> [Extrait présenté]
----

Après la Seconde Guerre mondiale, Dwinger a connu encore une fois le succès littéraire, avec son livre Wenn die Dämme brechen (Lorsque les barrages cèdent), paru en 1950, où il décrit l'effondrement de la Prusse orientale. Le 17 décembre 1981, Dwinger meurt ; avec lui disparaît un écrivain allemand qui a incarné, comme aucun autre, les liens tragiques entre l¹Allemagne et la Russie. Certes, il serait bien trop simple de décrire Dwinger comme le contraire de Remarque, de la réduire à une sorte d'anti-Remarque. Mais sans le succès mondial de Remarque, avec À l'Ouest rien de nouveau, et sans le rejet unanime de ce livre par le camp nationaliste sous Weimar, les ouvrages de Dwinger n¹auraient pas connu le succès qu'ils ont eu.
► Ulli Baumgarten, Nouvelles de Synergies Européennes n°42, 1999.
(texte issu de Junge Freiheit n°23/1999 ; tr. fr. RS)
◘ À noter :
♦ Article du Spiegel (1951)
♦ En français : Mon Journal de Sibérie (1915-1918) : dans les camps de prisonniers, Edwin Erich Dwinger, Payot, 1930. Albert Camus évoque ce récit de littérature concentrationnaire dans L’homme révolté (chapitre : Révolte et Art, Création et révolution) : « Ernst Dwinger, dans son Journal de Sibérie, parle de ce lieutenant allemand qui, prisonnier depuis des années dans un camp où régnaient le froid et la faim, s’était construit, avec des touches de bois, un piano silencieux. Là, dans l’entassement de la misère, au milieu d’une cohue en haillons, il composait une étrange musique qu’il était seul à entendre. Ainsi, jetés dans l’enfer, de mystérieuses mélodies et les images cruelles de la beauté enfuie nous apporteraient toujours, au milieu du crime et de la folie, l’écho de cette insurrection harmonieuse qui témoigne au long des siècles pour la grandeur humaine. (…) La beauté, sans doute, ne fait pas les révolutions. Mais un jour vient où les révolutions ont besoin d’elle. (…) En maintenant la beauté, nous préparons ce jour de renaissance où la civilisation mettra au centre de sa réflexion, loin des principes formels et des valeurs dégradées de l’histoire, cette vertu vivante qui fonde la commune dignité du monde et de l’homme, et que nous avons maintenant à définir en face d’un monde qui l’insulte. »

----

> [Lignes fournies]

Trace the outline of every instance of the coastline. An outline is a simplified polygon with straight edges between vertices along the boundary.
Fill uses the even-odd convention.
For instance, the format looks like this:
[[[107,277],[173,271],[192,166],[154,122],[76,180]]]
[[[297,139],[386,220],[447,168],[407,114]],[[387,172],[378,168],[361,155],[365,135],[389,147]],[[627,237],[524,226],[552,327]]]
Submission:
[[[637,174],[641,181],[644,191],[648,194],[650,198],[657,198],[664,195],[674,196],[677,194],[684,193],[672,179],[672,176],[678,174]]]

----

> [Consigne 1]
Recopiez le passage de l'extrait sur Dwinger qui va de « Après la Seconde » à « tr. fr. RS) ».
> [Consigne 2]
Répondez aux questions suivantes d'après l'extrait sur Dwinger.
(a) En quelle année a paru Wenn die Dämme brechen ?
(b) À quelle date Dwinger est-il mort ?
(c) Avec quoi le lieutenant allemand du Journal de Sibérie s'était-il construit un piano silencieux ?
> [Consigne 3]
Écrivez la suite de l'extrait sur Dwinger, à partir de l'endroit où il s'arrête.
Les lignes ne sont d'aucune utilité pour ce travail.

> [Réponse 1]
Après la Seconde Guerre mondiale, Dwinger a connu encore une fois le succès littéraire, avec son livre Wenn die Dämme brechen (Lorsque les barrages cèdent), paru en 1950, où il décrit l'effondrement de la Prusse orientale. Le 17 décembre 1981, Dwinger meurt ; avec lui disparaît un écrivain allemand qui a incarné, comme aucun autre, les liens tragiques entre l¹Allemagne et la Russie. Certes, il serait bien trop simple de décrire Dwinger comme le contraire de Remarque, de la réduire à une sorte d'anti-Remarque. Mais sans le succès mondial de Remarque, avec À l'Ouest rien de nouveau, et sans le rejet unanime de ce livre par le camp nationaliste sous Weimar, les ouvrages de Dwinger n¹auraient pas connu le succès qu'ils ont eu.
► Ulli Baumgarten, Nouvelles de Synergies Européennes n°42, 1999.
(texte issu de Junge Freiheit n°23/1999 ; tr. fr. RS)

> [Réponse 2]
(a) En 1950.
(b) Le 17 décembre 1981.
(c) Avec des touches de bois.

> [Réponse 3]
♦ En anglais : Death in Poland - The fate of ethnic Germans (Der Tod in Polen - Die volksdeutsche Passion, 1940) récit de Dwinger écoulé à 100.000 copies dès de sa parution, évoque le massacre par l'armée polonaise des fermiers civils d'origine germanique le 3 September 1939, deux jours après le début de l'invasion de la Pologne, à Bromberg (Bydgoszcz) en Pologne. Le nombre de victimes fut âprement discuté après-guerre discuté : l'écart était grand entre le chiffre de 58.000 avancé par le gouvernement hitlérien pour des raisons propagandistes et celui des historiens polonais réduisant celui-ci à quelques centaines seulement. Les historiens actuels s'accordent sur le nombre de quelques milliers, probablement entre 4.000 et 5.000 “Volksdeutsche” hommes, femmes et enfants. Ce massacre, longuement commenté en Allemagne, est désigné sous le nom de Bromberger Blutsonntag (Dimanche sanglant de Bromberg, en anglais Bromberg Bloody Sunday, en polonais Krwawa niedziela).